### [TEXT PASSAGE]

Some general utiliites to set a random seed (everywhere a random number generator is used) and to deal with directory paths.

In [27]:
def set_seed_everywhere(seed, cuda):
    np.random.seed(seed)
    torch.manual_seed(seed)
    if cuda:
        torch.cuda.manual_seed_all(seed)

def handle_dirs(dirpath):
    if not os.path.exists(dirpath):
        os.makedirs(dirpath)

### Settings and some prep work

In [28]:
args = Namespace(
    # Data and path information
    surname_csv='https://raw.githubusercontent.com/sgeinitz/DSML4220/main/data/surnames.csv',
    vectorizer_file="vectorizer.json",
    model_state_file="model.pth",
    save_dir="data/surname_mlp",
    early_stopping_criteria=5,
    seed=42,
    # Model hyper parameters, these will all now be taken care of with the wandb sweep
    # hidden_dim=300,
    # Training  hyper parameters
    # num_epochs=100,
    # learning_rate=0.001,
    # batch_size=64,
    # Runtime options
    cuda=True,
    reload_from_files=False,
    expand_filepaths_to_save_dir=True,
)

(Pointing entries for labeled objects)

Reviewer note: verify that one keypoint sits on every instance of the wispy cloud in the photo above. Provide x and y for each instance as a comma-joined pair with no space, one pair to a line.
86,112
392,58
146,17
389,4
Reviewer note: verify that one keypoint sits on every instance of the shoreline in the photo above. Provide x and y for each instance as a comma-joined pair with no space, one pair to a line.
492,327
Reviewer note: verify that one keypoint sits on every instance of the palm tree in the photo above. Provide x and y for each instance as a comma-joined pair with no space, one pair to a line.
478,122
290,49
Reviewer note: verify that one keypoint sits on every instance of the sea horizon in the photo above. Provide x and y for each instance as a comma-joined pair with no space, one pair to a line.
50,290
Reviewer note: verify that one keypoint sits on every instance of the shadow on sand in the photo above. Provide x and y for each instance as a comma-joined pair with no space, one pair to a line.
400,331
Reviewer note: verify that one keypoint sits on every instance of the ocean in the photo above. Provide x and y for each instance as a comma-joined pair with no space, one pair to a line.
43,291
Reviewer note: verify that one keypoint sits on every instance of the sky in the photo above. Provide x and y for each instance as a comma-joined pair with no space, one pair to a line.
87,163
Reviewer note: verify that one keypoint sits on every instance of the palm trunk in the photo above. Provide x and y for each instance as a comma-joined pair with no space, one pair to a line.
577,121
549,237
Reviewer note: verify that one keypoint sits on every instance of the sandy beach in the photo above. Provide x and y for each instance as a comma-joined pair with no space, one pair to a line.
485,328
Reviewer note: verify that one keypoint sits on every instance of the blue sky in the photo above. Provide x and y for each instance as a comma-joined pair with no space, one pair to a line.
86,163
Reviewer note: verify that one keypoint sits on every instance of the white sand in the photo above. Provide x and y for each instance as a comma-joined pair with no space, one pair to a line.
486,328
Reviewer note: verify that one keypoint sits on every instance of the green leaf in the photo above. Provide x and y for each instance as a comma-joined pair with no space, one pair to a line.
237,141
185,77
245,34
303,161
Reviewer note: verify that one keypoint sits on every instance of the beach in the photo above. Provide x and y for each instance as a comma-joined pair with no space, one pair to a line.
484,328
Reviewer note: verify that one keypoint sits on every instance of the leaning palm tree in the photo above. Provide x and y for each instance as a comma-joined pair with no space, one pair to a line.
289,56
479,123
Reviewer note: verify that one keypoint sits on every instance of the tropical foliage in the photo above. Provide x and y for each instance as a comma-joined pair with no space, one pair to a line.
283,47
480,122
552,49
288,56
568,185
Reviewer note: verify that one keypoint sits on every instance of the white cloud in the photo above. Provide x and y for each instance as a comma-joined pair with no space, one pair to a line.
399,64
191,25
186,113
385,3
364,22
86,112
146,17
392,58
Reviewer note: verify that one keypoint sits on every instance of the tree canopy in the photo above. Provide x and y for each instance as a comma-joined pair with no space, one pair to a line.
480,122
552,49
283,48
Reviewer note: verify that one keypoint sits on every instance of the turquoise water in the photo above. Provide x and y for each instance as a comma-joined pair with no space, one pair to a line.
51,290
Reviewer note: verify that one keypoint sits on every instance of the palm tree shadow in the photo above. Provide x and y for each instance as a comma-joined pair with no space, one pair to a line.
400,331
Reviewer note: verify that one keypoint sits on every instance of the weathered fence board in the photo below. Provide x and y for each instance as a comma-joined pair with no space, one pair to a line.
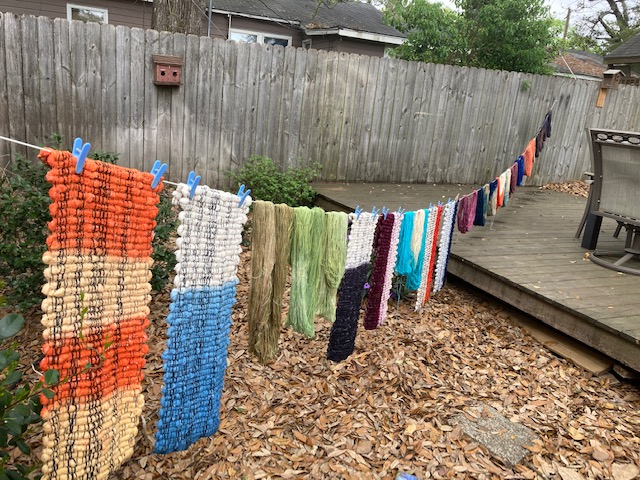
362,118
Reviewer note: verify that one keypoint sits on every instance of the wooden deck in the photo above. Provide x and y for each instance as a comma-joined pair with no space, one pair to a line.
528,257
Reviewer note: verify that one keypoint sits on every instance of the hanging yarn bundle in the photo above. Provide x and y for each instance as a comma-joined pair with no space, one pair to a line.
433,225
507,186
284,223
382,249
344,330
493,198
263,340
418,245
391,263
95,313
467,208
446,232
195,359
480,218
333,263
306,269
406,260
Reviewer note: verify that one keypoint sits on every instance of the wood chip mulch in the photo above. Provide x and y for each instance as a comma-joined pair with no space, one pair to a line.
387,408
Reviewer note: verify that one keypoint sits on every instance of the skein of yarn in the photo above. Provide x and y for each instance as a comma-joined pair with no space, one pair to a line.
98,262
284,224
306,263
344,330
263,340
333,263
195,359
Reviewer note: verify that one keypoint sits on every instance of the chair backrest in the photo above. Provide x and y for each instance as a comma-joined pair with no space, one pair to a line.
616,164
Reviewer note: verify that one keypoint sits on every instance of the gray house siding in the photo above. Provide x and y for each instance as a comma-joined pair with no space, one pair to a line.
220,27
334,43
131,13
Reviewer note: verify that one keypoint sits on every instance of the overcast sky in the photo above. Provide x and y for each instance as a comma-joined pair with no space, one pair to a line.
558,7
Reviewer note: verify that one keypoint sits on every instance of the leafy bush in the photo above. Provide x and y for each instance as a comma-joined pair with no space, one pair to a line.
19,406
24,210
266,182
164,258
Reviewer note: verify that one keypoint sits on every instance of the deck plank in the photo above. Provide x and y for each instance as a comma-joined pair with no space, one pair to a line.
528,257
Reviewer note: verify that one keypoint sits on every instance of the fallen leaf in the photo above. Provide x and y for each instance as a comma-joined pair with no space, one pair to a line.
624,471
569,474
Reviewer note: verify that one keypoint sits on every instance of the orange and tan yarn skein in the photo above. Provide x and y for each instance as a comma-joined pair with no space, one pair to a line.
95,314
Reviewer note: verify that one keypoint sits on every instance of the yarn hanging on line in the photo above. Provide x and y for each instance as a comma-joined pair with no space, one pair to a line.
95,313
418,245
263,340
382,249
195,359
391,262
507,186
480,218
444,248
493,198
284,223
306,269
406,261
344,330
333,263
422,297
467,208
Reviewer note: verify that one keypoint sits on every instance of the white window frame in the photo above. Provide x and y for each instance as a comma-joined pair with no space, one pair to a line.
260,35
102,11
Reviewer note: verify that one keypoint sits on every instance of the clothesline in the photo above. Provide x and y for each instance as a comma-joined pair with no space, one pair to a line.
13,140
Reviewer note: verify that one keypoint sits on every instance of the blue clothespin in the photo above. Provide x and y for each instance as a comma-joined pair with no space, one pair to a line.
80,151
192,182
157,171
243,194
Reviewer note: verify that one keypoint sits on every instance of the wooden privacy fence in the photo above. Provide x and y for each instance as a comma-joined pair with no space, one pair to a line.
363,118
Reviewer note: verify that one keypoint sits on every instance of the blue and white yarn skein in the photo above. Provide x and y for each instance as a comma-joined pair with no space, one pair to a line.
195,359
446,232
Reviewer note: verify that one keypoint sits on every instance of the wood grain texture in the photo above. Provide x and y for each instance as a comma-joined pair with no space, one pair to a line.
362,118
527,257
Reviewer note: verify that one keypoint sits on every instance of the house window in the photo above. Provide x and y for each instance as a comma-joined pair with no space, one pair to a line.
87,14
257,37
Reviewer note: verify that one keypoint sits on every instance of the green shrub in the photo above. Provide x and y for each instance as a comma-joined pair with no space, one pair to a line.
164,258
24,213
19,406
268,183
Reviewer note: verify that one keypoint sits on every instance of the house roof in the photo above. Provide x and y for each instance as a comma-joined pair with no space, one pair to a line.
628,52
311,15
579,63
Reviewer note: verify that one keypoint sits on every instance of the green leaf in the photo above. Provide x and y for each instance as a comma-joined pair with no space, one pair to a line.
13,378
12,426
10,324
51,377
22,445
48,393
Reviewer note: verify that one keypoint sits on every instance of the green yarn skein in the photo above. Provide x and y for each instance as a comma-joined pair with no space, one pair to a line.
306,268
333,264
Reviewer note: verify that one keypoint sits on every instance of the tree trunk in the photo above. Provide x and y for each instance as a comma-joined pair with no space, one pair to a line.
181,16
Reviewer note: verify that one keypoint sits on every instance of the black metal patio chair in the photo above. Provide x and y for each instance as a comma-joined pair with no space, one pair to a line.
615,193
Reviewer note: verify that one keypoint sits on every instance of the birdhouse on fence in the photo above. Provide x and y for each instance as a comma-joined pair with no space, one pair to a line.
611,81
612,78
167,70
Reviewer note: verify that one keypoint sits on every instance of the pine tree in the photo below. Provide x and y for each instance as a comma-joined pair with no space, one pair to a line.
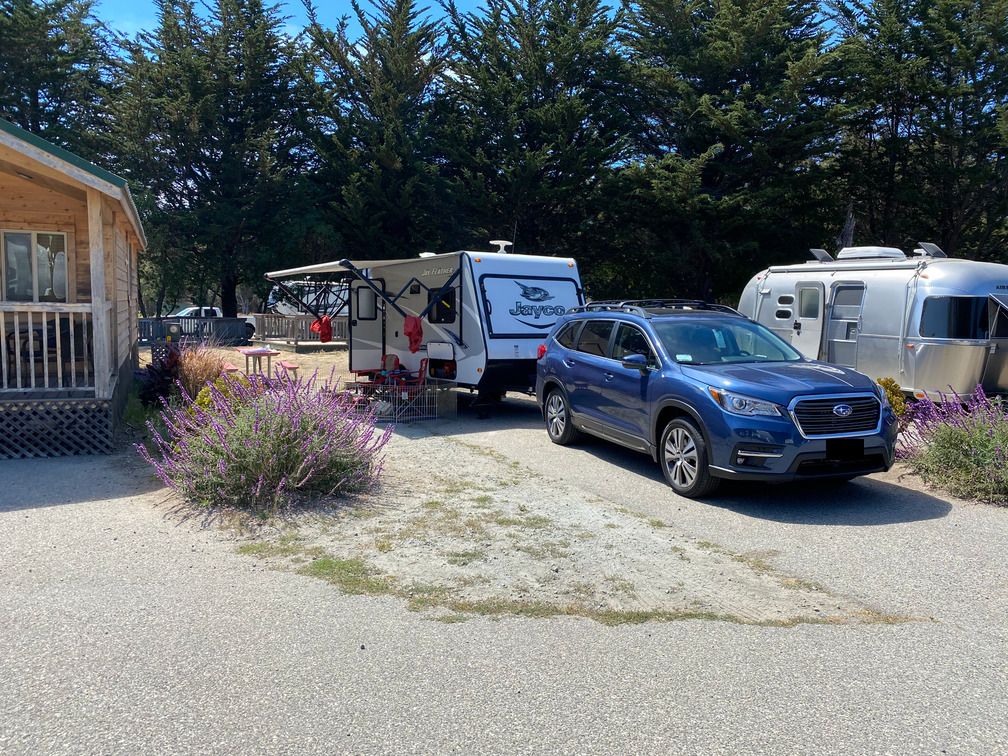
923,155
372,126
55,70
536,112
207,121
732,93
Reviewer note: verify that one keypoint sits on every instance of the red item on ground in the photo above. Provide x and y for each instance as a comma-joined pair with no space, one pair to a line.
324,328
413,331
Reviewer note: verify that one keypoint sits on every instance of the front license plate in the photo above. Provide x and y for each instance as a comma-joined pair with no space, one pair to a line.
845,449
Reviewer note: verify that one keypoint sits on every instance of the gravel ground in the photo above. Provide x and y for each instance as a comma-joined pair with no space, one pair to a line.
127,628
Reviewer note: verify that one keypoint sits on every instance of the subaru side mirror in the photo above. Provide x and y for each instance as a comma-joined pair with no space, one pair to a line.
636,362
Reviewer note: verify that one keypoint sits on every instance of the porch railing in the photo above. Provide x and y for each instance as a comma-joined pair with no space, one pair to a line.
46,347
294,329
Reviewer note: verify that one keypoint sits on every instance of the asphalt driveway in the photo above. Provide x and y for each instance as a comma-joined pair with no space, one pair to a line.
124,628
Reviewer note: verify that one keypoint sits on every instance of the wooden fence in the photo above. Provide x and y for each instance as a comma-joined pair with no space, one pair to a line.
229,331
294,329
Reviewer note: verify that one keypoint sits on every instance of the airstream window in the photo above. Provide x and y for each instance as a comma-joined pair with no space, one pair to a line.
808,303
955,318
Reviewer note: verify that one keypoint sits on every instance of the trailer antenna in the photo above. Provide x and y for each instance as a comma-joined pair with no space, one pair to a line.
929,249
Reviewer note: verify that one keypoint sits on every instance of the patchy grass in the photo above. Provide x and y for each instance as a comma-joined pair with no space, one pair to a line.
529,520
357,577
461,558
354,577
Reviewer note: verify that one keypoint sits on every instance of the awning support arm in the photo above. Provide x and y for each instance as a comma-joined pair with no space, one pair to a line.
359,274
288,292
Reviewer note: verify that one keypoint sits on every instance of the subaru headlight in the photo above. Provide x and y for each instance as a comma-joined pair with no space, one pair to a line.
744,405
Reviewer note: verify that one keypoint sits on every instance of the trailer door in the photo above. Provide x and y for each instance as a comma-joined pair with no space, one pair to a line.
995,379
367,326
807,326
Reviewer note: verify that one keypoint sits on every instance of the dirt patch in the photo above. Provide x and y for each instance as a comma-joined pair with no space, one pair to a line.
459,529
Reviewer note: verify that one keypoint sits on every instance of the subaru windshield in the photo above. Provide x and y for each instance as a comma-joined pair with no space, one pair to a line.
720,341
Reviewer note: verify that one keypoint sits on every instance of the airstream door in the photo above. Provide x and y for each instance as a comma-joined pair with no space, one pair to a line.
807,327
845,324
996,373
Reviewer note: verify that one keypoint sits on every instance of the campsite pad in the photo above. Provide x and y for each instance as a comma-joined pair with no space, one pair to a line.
459,529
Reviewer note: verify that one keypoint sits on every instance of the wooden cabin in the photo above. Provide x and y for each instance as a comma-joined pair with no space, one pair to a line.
70,236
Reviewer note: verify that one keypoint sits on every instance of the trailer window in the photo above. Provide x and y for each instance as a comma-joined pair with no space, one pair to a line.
443,309
955,318
595,338
808,305
367,304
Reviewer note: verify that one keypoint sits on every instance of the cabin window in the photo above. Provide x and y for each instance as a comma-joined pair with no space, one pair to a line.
955,318
367,303
443,310
33,266
595,338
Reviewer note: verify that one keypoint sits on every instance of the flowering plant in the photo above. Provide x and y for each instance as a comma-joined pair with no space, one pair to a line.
959,444
264,445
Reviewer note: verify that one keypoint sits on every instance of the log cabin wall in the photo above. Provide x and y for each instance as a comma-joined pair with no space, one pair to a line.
26,206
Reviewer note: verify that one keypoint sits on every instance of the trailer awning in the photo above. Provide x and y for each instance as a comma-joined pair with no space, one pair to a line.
339,266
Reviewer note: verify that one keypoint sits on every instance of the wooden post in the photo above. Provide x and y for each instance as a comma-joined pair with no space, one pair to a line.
99,302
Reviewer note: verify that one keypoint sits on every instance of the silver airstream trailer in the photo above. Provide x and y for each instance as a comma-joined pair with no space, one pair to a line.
931,323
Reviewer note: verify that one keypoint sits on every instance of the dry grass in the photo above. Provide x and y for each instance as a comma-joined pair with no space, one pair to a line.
199,365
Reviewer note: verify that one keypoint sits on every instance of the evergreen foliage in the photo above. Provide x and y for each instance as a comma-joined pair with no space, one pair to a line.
674,147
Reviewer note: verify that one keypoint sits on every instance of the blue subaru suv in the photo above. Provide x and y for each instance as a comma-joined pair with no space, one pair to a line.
710,394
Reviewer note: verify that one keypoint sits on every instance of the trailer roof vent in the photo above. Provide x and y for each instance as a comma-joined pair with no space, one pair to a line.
870,253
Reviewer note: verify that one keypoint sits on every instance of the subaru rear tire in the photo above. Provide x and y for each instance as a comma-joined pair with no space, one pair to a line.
683,459
557,414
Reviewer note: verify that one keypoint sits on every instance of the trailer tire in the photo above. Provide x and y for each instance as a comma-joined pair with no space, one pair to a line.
559,426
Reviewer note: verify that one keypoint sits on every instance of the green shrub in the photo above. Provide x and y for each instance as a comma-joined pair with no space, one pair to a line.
960,446
897,400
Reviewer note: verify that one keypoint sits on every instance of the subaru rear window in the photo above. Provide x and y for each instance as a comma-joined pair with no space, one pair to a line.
567,334
594,338
718,342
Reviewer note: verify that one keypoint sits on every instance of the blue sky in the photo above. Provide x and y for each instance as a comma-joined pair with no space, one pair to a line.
130,16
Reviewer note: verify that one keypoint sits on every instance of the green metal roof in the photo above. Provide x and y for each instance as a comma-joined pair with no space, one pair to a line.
63,154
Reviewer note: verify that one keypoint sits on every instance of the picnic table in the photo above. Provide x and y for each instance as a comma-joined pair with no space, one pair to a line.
253,359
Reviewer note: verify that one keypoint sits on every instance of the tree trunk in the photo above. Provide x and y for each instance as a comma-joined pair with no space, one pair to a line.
229,294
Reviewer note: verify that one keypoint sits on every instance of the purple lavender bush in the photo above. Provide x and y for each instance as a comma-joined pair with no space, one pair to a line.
959,445
263,446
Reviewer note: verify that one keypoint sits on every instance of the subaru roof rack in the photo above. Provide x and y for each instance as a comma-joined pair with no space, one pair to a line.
647,307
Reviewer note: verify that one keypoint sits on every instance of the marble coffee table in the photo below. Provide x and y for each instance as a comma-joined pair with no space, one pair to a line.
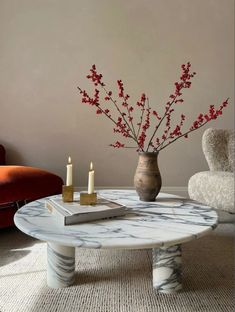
162,225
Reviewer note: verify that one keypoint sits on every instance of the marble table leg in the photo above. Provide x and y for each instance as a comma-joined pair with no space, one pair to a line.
167,265
60,265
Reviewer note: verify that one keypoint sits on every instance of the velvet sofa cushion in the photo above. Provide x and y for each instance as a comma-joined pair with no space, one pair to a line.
27,183
2,155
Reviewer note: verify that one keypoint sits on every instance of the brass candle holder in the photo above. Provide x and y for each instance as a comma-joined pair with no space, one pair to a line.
88,199
67,193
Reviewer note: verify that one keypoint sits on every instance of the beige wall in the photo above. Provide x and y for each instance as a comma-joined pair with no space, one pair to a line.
47,47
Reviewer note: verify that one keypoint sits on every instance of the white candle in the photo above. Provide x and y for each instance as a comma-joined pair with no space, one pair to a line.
69,176
91,179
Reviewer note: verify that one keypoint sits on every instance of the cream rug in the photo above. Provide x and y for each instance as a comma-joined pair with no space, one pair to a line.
117,281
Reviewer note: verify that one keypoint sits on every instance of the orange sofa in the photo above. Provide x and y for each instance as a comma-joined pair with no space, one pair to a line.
21,184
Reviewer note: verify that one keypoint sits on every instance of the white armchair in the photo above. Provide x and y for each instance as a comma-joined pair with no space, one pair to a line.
216,187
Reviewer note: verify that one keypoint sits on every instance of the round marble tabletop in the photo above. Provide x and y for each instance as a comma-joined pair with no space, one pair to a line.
168,221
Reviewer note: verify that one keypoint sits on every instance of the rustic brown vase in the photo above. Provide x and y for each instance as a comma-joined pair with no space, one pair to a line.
147,180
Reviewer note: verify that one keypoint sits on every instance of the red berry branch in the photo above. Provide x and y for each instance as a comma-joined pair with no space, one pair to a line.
121,113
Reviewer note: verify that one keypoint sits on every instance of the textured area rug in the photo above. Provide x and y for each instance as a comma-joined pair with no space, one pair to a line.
117,280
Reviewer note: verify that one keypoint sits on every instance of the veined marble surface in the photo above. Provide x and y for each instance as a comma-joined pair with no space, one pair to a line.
168,221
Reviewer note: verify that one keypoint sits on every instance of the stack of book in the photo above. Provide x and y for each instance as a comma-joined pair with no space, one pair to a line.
72,212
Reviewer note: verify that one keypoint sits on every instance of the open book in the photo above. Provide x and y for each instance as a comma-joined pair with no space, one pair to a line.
73,213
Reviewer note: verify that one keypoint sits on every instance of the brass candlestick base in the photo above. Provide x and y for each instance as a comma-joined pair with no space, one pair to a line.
67,193
88,199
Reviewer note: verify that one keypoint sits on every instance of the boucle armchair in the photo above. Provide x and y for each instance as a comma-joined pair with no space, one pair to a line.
216,187
21,184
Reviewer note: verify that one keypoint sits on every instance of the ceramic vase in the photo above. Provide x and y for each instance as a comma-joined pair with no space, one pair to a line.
147,180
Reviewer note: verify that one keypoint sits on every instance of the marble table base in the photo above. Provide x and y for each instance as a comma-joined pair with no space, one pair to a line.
60,265
167,269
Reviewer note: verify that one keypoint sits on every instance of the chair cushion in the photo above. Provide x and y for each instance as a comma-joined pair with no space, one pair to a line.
27,183
214,188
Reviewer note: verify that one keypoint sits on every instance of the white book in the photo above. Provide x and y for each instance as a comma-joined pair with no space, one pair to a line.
73,213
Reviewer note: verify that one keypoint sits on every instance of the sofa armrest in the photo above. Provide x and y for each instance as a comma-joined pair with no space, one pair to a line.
216,145
2,155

### [JOB]
Decide whether each statement below agrees with the code excerpt, answering yes or no and quoting the words from the excerpt that settle it. 1. The settings fix the seed at 42. 2. The settings assign the hidden dimension a value directly. 3. The directory helper creates a directory only when that path does not already exist.

### [OUTPUT OF THE EXERCISE]
1. Yes: "seed=42,"
2. No: "these will all now be taken care of with the wandb sweep"
3. Yes: "if not os.path.exists(dirpath):"